*EXCERPTED RECORDS:*
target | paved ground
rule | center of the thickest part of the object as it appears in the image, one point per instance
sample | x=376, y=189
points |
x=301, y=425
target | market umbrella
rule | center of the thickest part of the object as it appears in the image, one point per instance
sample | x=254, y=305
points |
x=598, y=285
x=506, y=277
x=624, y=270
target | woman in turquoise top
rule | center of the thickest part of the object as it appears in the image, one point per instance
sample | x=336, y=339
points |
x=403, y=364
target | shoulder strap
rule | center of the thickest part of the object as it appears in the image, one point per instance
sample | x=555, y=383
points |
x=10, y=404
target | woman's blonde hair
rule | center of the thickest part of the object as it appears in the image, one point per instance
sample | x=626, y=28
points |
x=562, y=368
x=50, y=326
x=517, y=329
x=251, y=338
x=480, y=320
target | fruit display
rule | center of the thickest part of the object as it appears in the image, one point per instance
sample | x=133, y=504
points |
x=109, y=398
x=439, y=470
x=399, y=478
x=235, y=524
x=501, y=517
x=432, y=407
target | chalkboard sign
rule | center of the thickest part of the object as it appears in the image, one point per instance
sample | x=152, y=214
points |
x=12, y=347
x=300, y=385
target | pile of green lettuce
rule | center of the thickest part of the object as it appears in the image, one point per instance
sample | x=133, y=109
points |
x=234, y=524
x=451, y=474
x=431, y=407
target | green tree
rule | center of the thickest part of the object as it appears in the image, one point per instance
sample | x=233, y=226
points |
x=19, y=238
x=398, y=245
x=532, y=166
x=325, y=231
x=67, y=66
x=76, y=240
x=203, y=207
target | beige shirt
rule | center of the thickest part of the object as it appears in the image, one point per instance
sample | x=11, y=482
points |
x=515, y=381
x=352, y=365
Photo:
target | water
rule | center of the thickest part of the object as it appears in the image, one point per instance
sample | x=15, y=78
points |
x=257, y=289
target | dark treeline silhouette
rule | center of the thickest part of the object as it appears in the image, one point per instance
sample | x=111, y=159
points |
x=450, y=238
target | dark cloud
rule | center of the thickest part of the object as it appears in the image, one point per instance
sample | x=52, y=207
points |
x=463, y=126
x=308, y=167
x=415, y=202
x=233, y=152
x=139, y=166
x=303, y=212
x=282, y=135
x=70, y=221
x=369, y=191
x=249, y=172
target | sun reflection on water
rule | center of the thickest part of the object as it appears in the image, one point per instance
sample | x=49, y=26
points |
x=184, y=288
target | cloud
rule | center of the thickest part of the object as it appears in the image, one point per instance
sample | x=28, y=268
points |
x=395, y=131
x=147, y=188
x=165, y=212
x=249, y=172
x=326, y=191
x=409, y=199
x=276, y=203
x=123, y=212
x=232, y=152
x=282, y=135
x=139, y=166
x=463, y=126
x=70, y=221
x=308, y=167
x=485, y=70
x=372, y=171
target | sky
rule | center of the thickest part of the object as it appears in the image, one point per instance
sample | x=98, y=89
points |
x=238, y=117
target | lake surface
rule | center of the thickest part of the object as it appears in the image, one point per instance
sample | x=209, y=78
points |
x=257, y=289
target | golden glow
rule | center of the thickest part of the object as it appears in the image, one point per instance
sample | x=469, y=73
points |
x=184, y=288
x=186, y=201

*WORK REQUEST:* Collect the complete line wherever the string "green" appears in the records.

*SOLUTION TO THIS EXERCISE:*
target | pile of green lettuce
target | green tree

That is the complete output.